An Israeli living in Delhi for many years referred us to a top eye surgeon. He saw a hole in the retina and referred the man to an even bigger expert. The third doctor thoroughly examined him and said he needed a very urgent operation. It was a matter of hours or the man could lose his sight.

I began checking out the quickest flights to Israel while at the same time weighing the possibility of eye surgery in India. It was a real dilemma. It was beyond me to make a decision. It was up to them.

While I was checking out the options (which is part of the work of a Chabad representative in places like this) I received a text from someone in Israel. His mother had cancer and had already failed chemotherapy twice. The only hope was a medication that cost 30,000 shekels in Israel, but was available in India for only $200. The man implored me to get the medication and find a way to get it to Israel.

The Baal Shem Tov says that a soul descends to this world for 70-80 years just to do a favor for another Jew. I figured I would contact the couple who were looking for an urgent eye operation and were considering returning to Israel immediately and sending the medicine with them. Maybe, in this way, I could console them that their trip here wasn’t for nothing.

*Task instructions*:
1. Could you print the Delhi passage starting at "An Israeli living" and ending at "up to them."?
2. Would you proceed with the Delhi passage, picking up right after its last sentence?
The listing has no connection to the Delhi passage.

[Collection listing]
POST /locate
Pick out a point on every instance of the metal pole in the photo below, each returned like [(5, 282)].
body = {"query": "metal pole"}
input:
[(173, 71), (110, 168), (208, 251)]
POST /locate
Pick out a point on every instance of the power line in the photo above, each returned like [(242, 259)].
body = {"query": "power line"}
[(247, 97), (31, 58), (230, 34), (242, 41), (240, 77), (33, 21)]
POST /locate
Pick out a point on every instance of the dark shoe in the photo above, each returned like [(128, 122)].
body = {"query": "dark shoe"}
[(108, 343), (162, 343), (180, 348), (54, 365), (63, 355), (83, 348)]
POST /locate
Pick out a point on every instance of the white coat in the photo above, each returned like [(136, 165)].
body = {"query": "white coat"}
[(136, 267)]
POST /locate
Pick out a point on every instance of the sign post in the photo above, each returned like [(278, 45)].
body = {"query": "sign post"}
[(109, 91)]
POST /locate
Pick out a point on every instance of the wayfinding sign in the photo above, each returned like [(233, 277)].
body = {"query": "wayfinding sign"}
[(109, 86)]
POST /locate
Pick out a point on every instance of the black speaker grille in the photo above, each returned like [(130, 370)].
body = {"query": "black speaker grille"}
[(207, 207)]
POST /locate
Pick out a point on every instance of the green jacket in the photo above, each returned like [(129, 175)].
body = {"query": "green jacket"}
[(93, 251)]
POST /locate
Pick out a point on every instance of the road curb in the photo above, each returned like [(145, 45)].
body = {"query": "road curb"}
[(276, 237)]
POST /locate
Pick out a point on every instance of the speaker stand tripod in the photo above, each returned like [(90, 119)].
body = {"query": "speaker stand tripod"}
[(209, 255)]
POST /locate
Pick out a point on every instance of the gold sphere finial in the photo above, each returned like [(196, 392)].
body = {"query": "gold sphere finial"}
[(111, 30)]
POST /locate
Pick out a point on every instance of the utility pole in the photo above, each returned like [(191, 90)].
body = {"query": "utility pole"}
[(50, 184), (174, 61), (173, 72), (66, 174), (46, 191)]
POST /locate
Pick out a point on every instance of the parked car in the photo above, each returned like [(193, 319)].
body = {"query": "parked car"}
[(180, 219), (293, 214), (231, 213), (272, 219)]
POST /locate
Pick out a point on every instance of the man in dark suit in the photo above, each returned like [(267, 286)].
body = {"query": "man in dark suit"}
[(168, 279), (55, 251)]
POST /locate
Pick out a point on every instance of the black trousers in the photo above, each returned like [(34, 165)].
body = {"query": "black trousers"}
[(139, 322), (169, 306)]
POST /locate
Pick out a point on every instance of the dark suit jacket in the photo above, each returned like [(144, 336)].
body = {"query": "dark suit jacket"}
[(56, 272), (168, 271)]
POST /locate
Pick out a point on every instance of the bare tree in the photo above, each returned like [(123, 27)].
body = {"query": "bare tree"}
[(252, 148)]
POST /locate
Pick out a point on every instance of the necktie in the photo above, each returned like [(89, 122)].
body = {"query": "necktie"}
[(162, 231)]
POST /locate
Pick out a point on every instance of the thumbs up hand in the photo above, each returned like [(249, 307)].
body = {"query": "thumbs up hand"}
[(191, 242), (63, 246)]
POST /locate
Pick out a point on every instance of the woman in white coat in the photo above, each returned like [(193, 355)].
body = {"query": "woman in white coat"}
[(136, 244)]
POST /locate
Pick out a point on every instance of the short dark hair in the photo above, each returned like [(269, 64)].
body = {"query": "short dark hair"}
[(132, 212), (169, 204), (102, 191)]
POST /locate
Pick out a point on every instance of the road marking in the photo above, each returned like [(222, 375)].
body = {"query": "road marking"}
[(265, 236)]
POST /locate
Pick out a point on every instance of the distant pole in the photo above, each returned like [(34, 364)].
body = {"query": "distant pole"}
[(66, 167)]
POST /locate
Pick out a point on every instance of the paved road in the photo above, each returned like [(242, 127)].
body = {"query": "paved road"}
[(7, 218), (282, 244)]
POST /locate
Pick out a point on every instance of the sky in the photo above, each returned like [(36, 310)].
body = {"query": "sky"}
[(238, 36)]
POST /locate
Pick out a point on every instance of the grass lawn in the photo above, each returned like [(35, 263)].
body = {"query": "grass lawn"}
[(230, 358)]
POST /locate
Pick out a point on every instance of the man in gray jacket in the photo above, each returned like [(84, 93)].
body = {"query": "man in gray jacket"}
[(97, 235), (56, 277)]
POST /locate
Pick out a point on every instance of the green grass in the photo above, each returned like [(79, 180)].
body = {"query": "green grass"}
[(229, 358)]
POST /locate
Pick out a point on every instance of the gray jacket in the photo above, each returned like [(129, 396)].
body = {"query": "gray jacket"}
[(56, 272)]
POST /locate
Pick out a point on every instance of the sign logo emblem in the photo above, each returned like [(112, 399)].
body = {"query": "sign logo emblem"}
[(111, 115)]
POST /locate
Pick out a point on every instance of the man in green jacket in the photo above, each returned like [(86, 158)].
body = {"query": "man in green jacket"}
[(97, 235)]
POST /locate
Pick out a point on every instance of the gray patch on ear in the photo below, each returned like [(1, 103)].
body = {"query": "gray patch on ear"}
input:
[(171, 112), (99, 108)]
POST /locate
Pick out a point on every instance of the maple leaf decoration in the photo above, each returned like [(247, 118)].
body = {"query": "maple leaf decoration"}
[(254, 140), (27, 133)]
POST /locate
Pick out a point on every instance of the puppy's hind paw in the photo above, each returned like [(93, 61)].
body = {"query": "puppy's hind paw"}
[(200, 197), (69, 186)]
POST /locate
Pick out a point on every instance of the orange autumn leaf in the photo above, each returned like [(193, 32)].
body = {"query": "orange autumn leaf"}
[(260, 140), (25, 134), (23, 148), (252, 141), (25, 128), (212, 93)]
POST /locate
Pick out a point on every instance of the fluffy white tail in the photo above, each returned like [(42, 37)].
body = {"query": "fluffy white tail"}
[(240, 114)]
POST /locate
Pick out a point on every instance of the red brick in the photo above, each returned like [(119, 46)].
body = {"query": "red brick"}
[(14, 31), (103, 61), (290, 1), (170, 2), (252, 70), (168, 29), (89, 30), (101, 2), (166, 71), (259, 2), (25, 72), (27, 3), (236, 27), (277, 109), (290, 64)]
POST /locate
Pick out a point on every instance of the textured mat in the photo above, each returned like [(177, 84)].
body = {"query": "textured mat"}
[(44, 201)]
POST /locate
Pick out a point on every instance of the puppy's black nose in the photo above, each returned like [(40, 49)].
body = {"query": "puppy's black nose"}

*Responses per task*:
1.
An Israeli living in Delhi for many years referred us to a top eye surgeon. He saw a hole in the retina and referred the man to an even bigger expert. The third doctor thoroughly examined him and said he needed a very urgent operation. It was a matter of hours or the man could lose his sight.

I began checking out the quickest flights to Israel while at the same time weighing the possibility of eye surgery in India. It was a real dilemma. It was beyond me to make a decision. It was up to them.

2.
The race against time began. I found them a flight at 12:30 a.m. I also contacted a pharmacist I know. Yes, he was familiar with the medication, it was very expensive and not on the shelves of ordinary pharmacies but he could get it for me by 10:30. Oy! Too late. The couple wouldn’t be able to take the medicine.

In the meantime, the couple was still unsure about whether to fly to Israel given the husband’s condition. There were good surgeons in India but they were hard to find. In Israel it was easier to find qualified experts. On the other hand, time was working against him. Every minute was critical and the flight itself could prove harmful.

I was unsure how to advise them. I did not want to take responsibility for a complicated operation here in India and yet, flying did not sound like a good idea either. I consulted with doctors on their behalf and I still did not feel confident telling them what to do.

I decided to ask the Rebbe. I chose volume 8 of the Rebbe’s published letters and the letter on the page I opened to said:

I just received your letter in which you write that you made an appointment for a [] operation for the coming Friday… In addition to the telegram you sent me, I double my blessings that the operation should be in a good and successful time…

In the next line appears the saying that I had planned on telling them:

The saying of the Baal Shem Tov is known that a soul descends to a body for 70-80 years in order to do even one favor for a Jew whether materially or spiritually.

The Rebbe gave his blessing for the operation, great. Now our only challenge was getting the medication on time. I tried to pressure the pharmacist. He told me that at that moment he was racing on his motorcycle to get the medicine and was doing the best he could.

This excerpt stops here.